== EXERCISE 1 ==
Write out the part of the article on BP's executive pay from "BP’s (LSE: BP)" to "to lower costs.", keeping every word unchanged.
== EXERCISE 2 ==
According to the article on BP's executive pay, how many more jobs did BP reveal it was cutting alongside its full-year 2015 results?

== SELECTED PASSAGE ==
___

BP’s (LSE: BP) chief executive Bob Dudley is facing a shareholder revolt at the company’s annual general meeting today over his 20% pay rise.

Mr Dudley is set to receive a pay rise of 20% for 2015, taking his total salary package to £14m, despite the fact that the company reported a record loss only a few months ago. 

Lower crude prices coupled with continuing liabilities emanating from the Gulf of Mexico oil spill in 2011 led BP to report a record loss of $6.5bn for 2015. And alongside the company’s full-year 2015 results announcement BP also revealed that it was slashing a further 7,000 jobs as part of its plan to lower costs.

A mix of benefits

Dudley’s £14m or $20m pay package is a combination of cash, shares, and pension payments. The company has pointed out that the 2015 total pay package was swollen by an additional $3.5m pension adjustment to bring payments under Dudley’s US pension scheme back in line with UK financial regulations.

___

[Collected data entries]
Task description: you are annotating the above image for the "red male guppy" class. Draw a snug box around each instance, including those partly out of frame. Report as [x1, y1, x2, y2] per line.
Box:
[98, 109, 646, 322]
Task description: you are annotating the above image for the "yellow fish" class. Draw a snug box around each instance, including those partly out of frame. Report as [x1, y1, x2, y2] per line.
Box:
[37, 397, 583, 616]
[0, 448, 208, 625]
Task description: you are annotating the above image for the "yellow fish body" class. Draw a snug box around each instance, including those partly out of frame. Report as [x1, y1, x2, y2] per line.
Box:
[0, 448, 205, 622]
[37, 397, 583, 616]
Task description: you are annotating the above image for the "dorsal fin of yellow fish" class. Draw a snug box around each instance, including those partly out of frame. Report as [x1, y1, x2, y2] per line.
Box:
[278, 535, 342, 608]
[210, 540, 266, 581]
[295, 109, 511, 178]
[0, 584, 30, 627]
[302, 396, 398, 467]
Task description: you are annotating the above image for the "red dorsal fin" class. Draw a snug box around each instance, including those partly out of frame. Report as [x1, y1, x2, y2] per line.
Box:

___

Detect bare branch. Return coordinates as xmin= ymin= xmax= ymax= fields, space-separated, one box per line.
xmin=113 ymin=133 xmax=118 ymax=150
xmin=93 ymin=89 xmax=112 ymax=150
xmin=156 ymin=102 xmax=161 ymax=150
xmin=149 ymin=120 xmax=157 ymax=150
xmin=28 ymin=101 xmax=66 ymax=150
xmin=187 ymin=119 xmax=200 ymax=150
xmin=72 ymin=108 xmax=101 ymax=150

___

== FINISHED ANSWER 1 ==
BP’s (LSE: BP) chief executive Bob Dudley is facing a shareholder revolt at the company’s annual general meeting today over his 20% pay rise.

Mr Dudley is set to receive a pay rise of 20% for 2015, taking his total salary package to £14m, despite the fact that the company reported a record loss only a few months ago. 

Lower crude prices coupled with continuing liabilities emanating from the Gulf of Mexico oil spill in 2011 led BP to report a record loss of $6.5bn for 2015. And alongside the company’s full-year 2015 results announcement BP also revealed that it was slashing a further 7,000 jobs as part of its plan to lower costs.

== FINISHED ANSWER 2 ==
7,000 jobs